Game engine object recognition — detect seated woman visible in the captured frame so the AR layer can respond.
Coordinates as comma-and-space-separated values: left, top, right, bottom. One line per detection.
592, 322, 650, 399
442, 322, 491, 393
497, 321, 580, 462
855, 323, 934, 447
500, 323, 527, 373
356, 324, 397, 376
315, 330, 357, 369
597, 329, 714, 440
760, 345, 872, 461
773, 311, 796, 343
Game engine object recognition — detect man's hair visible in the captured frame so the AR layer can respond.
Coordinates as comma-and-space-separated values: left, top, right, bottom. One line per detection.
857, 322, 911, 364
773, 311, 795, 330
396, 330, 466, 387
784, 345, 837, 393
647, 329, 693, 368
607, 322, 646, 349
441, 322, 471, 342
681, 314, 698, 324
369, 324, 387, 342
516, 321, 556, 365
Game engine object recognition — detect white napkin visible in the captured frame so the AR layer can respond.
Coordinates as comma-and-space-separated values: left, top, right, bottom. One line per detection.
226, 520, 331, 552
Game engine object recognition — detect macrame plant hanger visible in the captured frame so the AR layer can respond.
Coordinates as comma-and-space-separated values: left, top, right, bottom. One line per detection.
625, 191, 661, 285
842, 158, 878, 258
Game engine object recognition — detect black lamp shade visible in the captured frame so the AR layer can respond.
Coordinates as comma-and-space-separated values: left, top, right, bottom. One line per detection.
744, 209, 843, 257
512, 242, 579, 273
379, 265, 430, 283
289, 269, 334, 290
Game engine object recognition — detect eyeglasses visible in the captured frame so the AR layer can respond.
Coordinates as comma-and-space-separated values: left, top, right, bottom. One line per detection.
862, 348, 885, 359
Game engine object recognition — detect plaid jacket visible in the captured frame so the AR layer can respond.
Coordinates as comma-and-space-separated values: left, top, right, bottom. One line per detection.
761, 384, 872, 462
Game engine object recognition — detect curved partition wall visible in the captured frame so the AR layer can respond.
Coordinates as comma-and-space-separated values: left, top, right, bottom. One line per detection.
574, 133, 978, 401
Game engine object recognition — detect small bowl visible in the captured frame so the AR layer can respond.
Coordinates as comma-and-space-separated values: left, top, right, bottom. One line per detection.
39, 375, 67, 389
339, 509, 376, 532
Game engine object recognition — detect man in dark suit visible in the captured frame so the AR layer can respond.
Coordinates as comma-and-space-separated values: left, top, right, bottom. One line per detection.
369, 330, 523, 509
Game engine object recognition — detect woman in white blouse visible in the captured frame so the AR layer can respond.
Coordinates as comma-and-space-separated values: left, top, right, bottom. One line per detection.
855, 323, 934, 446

*Task goal*
Only the lines with "white" are needed; find them in the records and copy each one.

*Solution*
Game engine object recognition — detect white napkin visible in the captured frame so the AR layer can respond.
Game engine object recognition — detect woman in white blouse visible in the captured frame so the AR layer can respond.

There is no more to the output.